QUOTED PASSAGE:
· · ·
# Which one would you choose and why?



## plantfit (19 Aug 2009)

Hi to you all, this is my first post so I hope it's in the right place.
after a cycling lay off of about 12 months I am looking to be getting back on my bike, I ride a Trek 4700 mountain bike and a Giant OCR road bike, what I am looking at now is a recumbent trike, the two that I quite like are the Trice QNT 26 and the Catrike road, your thoughts please,
I am 56 years old 5ft 7 inches tall (or short) and my weight has increased to 14 stone since packing up smoking

thanks in advance

Roger


----------



## Auntie Helen (19 Aug 2009)

Trice QNT 20" would be my bet.

Well, actually, maybe the Q (not NT) if your post-smoking-cessation weight has gone to your hips.

I love my trike, but having the Q (not the NT) is inconvenient at times, but it feels lovely and stable. I do a fair few miles on it.

Haven't tried the Catrike but User3143 here has a Catrike and is very happy with it.


----------



## Chonker (19 Aug 2009)
· · ·
INFORMATION SUPPLIED:

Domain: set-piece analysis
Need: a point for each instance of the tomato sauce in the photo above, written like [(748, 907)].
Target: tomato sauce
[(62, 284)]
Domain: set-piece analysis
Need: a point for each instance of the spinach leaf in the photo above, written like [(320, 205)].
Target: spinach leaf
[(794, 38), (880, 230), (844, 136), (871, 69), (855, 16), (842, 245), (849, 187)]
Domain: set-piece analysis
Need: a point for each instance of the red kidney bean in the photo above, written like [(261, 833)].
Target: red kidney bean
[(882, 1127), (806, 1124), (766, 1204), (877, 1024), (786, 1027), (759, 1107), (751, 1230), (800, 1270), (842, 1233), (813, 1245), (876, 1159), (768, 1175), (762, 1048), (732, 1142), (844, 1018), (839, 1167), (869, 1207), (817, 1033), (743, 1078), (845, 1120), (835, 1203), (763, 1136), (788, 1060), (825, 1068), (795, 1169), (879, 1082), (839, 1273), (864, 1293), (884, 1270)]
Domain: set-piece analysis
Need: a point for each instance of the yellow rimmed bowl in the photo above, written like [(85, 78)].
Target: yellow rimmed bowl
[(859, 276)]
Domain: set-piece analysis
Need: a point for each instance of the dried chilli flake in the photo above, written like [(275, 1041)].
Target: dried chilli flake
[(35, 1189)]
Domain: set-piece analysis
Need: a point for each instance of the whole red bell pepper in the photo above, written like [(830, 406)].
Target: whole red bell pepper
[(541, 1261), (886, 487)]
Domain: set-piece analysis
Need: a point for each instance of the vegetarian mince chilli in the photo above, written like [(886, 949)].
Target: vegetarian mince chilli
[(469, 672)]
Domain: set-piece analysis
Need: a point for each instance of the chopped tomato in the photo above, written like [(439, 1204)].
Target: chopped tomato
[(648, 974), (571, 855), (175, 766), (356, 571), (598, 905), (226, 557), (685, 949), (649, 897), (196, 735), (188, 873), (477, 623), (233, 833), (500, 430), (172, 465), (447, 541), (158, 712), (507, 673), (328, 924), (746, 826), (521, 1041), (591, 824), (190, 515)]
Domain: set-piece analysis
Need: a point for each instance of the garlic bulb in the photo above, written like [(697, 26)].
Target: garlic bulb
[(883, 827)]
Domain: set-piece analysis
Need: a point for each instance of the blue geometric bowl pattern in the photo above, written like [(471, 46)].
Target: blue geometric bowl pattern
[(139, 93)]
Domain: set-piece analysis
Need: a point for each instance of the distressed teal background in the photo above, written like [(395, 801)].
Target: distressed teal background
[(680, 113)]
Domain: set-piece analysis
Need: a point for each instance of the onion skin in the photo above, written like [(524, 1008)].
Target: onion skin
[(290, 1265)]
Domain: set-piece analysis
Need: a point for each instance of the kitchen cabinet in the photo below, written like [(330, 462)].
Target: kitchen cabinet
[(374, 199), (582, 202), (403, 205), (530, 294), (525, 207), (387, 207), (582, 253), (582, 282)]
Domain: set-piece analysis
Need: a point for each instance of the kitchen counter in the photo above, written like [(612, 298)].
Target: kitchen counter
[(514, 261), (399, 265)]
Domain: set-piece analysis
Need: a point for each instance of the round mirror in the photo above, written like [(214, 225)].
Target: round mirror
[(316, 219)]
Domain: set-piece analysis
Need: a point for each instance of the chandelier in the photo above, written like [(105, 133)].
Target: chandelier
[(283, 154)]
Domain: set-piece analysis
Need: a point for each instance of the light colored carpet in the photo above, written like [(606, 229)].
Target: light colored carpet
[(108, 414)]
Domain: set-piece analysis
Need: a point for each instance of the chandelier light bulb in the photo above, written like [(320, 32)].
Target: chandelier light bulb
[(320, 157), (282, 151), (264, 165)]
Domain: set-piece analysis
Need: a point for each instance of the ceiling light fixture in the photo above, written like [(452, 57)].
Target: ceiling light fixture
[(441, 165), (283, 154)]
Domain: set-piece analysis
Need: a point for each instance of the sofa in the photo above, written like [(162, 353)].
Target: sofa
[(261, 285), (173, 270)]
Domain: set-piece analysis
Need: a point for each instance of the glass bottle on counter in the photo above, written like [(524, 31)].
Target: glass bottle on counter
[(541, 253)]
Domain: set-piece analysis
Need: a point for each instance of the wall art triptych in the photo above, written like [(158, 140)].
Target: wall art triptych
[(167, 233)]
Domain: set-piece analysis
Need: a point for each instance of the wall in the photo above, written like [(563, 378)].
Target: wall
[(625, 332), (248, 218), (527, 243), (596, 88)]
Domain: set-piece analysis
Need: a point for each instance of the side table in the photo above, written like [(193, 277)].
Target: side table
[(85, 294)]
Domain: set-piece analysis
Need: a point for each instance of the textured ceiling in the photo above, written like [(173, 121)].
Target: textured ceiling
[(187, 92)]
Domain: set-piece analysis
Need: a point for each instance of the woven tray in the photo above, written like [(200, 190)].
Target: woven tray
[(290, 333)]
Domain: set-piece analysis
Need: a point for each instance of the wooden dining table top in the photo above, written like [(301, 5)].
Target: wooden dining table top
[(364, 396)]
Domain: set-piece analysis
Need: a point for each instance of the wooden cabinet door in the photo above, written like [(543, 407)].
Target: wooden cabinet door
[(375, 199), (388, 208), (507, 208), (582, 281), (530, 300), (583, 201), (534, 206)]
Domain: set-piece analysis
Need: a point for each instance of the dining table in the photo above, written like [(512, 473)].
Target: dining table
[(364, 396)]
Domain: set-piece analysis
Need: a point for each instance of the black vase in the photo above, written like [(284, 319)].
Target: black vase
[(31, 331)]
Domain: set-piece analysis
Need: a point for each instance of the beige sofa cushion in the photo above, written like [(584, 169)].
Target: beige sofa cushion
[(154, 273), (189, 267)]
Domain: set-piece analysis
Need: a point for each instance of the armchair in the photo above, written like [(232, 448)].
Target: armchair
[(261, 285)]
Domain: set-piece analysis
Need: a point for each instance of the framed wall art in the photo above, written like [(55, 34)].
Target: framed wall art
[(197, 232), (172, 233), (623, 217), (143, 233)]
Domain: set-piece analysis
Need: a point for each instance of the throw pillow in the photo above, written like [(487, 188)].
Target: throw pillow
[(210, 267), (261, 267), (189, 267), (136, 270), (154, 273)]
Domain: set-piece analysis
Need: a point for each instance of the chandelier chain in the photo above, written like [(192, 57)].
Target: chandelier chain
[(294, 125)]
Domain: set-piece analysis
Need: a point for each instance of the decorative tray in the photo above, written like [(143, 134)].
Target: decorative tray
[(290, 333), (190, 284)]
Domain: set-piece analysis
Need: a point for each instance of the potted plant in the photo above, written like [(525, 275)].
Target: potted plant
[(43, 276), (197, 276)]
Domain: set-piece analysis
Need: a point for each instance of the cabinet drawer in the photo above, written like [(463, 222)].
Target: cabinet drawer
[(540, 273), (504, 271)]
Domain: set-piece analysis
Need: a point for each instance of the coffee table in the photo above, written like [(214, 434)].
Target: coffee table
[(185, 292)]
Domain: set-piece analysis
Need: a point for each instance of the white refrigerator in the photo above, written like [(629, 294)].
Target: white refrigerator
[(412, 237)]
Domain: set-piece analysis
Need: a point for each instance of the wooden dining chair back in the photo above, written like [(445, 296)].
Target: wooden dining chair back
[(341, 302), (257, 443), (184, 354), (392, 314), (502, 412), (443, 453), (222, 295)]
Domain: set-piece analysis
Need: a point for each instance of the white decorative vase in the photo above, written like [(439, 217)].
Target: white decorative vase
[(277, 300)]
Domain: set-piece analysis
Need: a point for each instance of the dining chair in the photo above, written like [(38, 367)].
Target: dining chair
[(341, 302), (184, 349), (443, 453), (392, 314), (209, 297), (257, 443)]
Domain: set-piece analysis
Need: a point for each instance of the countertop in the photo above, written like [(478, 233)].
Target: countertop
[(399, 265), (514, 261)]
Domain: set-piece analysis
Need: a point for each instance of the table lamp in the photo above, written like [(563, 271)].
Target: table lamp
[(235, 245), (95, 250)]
· · ·
WRITTEN TASK: Name every bike or trike model mentioned in the first post of the forum thread. Work only from the forum thread, not from the records.

CORRECT ANSWER: Trek 4700, Giant OCR, Trice QNT 26, Catrike road